1 DOGMATISMO JURÍDICO X VISÃO TRANSFORMADORA DO DIREITO

Verifica-se, na contemporaneidade, uma crise de identidade epistemológica em que se debate a reflexão teórica e analítica sobre as funções do direito. Essa questão vem sendo tratada em torno de duas concepções distintas e excludentes: 1) a que concebe o direito como simples técnica de controle, organização social, certeza, segurança e previsibilidade; 2) e a que o compreende como um instrumento de direção e promoção social, a partir de uma perspectiva histórica e instrumental a fim de propiciar condições de possibilidade à consecução de padrões mínimos de equilíbrio sócio-econômico, com a conseqüente correção de desigualdades sociais. [01]

1. 1 O DIREITO COMO SIMPLES INSTRUMENTO DE CONTROLE SOCIAL

A concepção que visualiza o direito como simples técnica de controle social o compreende a partir de uma concepção estrutural. [02] Trata-se de um sistema normativo formado por uma estrutura hierárquica - construção escalonada do ordenamento jurídico, em que cada norma se fundamenta em outra e a chamada Norma Fundamental, localizada no ápice da pirâmide, é aquela que legitima toda a estrutura normativa. Tal estruturação do direito é denominada de normológica, uma vez que compreende o Direito como um grande esqueleto de normas, comportando qualquer conteúdo fático e axiológico. [03]

Tal sistema normativo, emanado da autoridade legal, disciplina as relações vividas em sociedade por intermédio do uso da força institucionalizada do Estado, que propicia certeza, previsibilidade e segurança aos indivíduos. De acordo com essa concepção, o aplicador do direito deverá utilizar apenas os juízos de constatação ou de realidade, não considerando os juízos de valor e afastando o órgão julgador de um julgamento capaz de analisar a realidade social em seus múltiplos aspectos condicionantes.

E, ao limitar o seu campo de observação e análise aos fatos concretos do caso submetido à apreciação, acaba por reduzir o significado humano, uma vez que não satisfaz as exigências sociais de justiça. Identificando o Direito a um simples sistema normativo, tal concepção valoriza apenas os aspectos técnicos e procedimentais, dentro da lógica de um discurso único, sem ambigüidades internas e a partir de uma racionalidade formal do sistema normativo.

Essa compreensão dogmática do direito atribui à norma jurídica, em sua frieza, distância, impessoalidade e abstratividade, a responsabilidade de conduzir e pautar o convívio dos indivíduos em sociedade, dentro de uma perspectiva individualista e de uma lógica de igualdade essencialmente formal, o que leva a um distanciamento do direito em relação aos vários fatores condicionantes da convivência do homem em sociedade.

Concebe-se, nesse modelo, uma distância descomunal entre o sistema normativo, considerado em sua coerência, unidade, completude, universalidade, generalidade, impessoalidade e abstratividade [04] e a dinâmica da realidade social, que deve ser analisada dentro de um contexto político, econômico, social, cultural, valorativo que, fatalmente, condicionam a sua existência.

[Registros de anotação de segmentação]

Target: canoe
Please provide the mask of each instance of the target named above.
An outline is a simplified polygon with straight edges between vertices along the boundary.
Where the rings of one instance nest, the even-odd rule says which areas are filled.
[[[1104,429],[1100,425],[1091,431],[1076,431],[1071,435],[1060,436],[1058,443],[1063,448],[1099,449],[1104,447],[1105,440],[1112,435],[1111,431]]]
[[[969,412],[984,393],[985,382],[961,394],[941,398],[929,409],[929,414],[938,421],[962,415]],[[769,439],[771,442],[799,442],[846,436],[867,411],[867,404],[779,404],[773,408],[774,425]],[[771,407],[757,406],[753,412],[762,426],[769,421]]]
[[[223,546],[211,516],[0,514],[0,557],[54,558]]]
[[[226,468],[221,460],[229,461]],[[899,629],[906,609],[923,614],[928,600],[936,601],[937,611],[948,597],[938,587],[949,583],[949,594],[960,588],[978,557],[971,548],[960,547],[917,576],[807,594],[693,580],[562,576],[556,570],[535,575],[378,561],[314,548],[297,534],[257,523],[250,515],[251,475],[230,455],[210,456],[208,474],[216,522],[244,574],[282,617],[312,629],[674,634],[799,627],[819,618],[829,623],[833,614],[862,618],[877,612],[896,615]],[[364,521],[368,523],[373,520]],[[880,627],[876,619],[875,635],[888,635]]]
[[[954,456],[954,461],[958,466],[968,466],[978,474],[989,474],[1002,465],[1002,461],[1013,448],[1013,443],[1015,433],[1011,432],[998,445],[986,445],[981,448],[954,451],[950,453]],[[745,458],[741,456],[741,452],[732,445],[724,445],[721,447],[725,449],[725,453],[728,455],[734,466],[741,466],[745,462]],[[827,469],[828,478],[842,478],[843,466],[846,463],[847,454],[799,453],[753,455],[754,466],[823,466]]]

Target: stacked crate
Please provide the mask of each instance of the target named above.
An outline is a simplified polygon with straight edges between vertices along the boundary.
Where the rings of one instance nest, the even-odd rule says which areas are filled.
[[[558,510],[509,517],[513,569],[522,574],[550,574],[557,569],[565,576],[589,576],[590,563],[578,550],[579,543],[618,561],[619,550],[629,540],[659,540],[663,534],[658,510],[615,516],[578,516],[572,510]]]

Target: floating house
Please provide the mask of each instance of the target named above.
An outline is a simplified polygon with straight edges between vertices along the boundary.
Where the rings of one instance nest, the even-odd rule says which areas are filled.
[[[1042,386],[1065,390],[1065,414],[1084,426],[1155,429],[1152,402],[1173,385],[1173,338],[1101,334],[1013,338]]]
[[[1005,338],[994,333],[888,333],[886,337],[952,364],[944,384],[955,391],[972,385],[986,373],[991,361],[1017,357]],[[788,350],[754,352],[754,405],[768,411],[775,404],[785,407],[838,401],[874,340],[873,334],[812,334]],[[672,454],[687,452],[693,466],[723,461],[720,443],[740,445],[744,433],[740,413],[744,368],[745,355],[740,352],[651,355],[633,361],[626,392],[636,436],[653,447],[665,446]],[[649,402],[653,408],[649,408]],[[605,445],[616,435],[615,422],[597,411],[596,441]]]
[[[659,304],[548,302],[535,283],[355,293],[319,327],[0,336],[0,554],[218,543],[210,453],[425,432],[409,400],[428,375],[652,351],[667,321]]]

● **ENUNCIADO DA TAREFA**: Por favor, reproduza sem alterações o trecho acima sobre dogmatismo jurídico, de "Tal sistema normativo, emanado" a "múltiplos aspectos condicionantes.".

● **RESULTADO A SEGUIR**:
Tal sistema normativo, emanado da autoridade legal, disciplina as relações vividas em sociedade por intermédio do uso da força institucionalizada do Estado, que propicia certeza, previsibilidade e segurança aos indivíduos. De acordo com essa concepção, o aplicador do direito deverá utilizar apenas os juízos de constatação ou de realidade, não considerando os juízos de valor e afastando o órgão julgador de um julgamento capaz de analisar a realidade social em seus múltiplos aspectos condicionantes.